[START TEXT SHOWN]

Our students will experience a highly personalised, modern curriculum, rich in variety and diversity, yet underpinned by traditional values and core competencies. The structure of our curriculum design is presented within two different documents. Firstly, our curriculum map, which outlines subjects studied at Key Stage 3 and Key Stage 4. Secondly, our five-year curriculum overview which specify the intent, implementation and impact of each individual year group and KS4 module.  

Our curriculum is challenging and designed to help to equip our students with the essential core knowledge and skills that are commonly possessed by successful citizens which will enable them to work safely, hygienically and confidently with a range of commodities. No child will be disadvantaged by our curriculum. At both KS3 and KS4 our curriculum is underpinned by our whole school values:  

– ‘Learning the best that has been thought & said and to know they are loved by God’.

[END TEXT SHOWN]

> REQUIRED ACTIONS
1) Copy out the full curriculum statement word for word.
2) Recast the records as a Markdown table with columns headed Row and Line, numbering each line, starting with the line that contains "If you could identify the garden path" and going on through the final line of the records, leaving out blank lines.
The records that come next are unrelated to the curriculum statement.

[START SUPPLIED RECORDS]

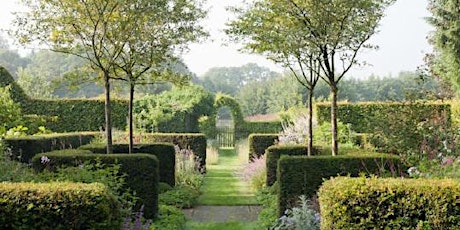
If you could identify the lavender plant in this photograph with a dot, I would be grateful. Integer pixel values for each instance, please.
(187, 168)
(254, 173)
(299, 218)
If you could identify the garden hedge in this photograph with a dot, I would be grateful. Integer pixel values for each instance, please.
(396, 135)
(58, 206)
(273, 154)
(363, 117)
(72, 115)
(193, 141)
(372, 203)
(24, 148)
(163, 151)
(302, 175)
(141, 171)
(259, 142)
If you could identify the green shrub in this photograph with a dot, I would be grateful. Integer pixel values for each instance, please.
(141, 171)
(73, 115)
(372, 203)
(174, 111)
(259, 142)
(249, 127)
(163, 151)
(170, 217)
(54, 206)
(395, 135)
(193, 141)
(24, 148)
(302, 175)
(273, 154)
(180, 197)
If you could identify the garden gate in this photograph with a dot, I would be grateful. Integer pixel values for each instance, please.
(225, 134)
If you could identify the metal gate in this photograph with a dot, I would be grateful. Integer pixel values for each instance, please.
(226, 137)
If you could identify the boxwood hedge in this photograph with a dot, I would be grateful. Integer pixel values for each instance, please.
(58, 206)
(163, 151)
(141, 171)
(390, 203)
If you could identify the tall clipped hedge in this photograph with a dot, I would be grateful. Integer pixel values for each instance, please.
(302, 175)
(175, 111)
(259, 142)
(372, 203)
(71, 115)
(24, 148)
(193, 141)
(141, 171)
(58, 206)
(163, 151)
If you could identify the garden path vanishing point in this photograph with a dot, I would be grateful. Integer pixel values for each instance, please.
(225, 197)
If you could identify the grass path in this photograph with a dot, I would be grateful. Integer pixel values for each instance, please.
(223, 186)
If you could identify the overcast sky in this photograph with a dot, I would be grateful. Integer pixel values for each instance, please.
(402, 40)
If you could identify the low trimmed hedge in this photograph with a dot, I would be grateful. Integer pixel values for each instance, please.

[END SUPPLIED RECORDS]

> TASK ANSWERS
1)
Our students will experience a highly personalised, modern curriculum, rich in variety and diversity, yet underpinned by traditional values and core competencies. The structure of our curriculum design is presented within two different documents. Firstly, our curriculum map, which outlines subjects studied at Key Stage 3 and Key Stage 4. Secondly, our five-year curriculum overview which specify the intent, implementation and impact of each individual year group and KS4 module.  

Our curriculum is challenging and designed to help to equip our students with the essential core knowledge and skills that are commonly possessed by successful citizens which will enable them to work safely, hygienically and confidently with a range of commodities. No child will be disadvantaged by our curriculum. At both KS3 and KS4 our curriculum is underpinned by our whole school values:  

– ‘Learning the best that has been thought & said and to know they are loved by God’.

2)
| Row | Line |
|---|---|
| 1 | If you could identify the garden path vanishing point in this photograph with a dot, I would be grateful. Integer pixel values for each instance, please. |
| 2 | (225, 197) |
| 3 | If you could identify the grass path in this photograph with a dot, I would be grateful. Integer pixel values for each instance, please. |
| 4 | (223, 186) |
| 5 | If you could identify the overcast sky in this photograph with a dot, I would be grateful. Integer pixel values for each instance, please. |
| 6 | (402, 40) |
| 7 | If you could identify the low trimmed hedge in this photograph with a dot, I would be grateful. Integer pixel values for each instance, please. |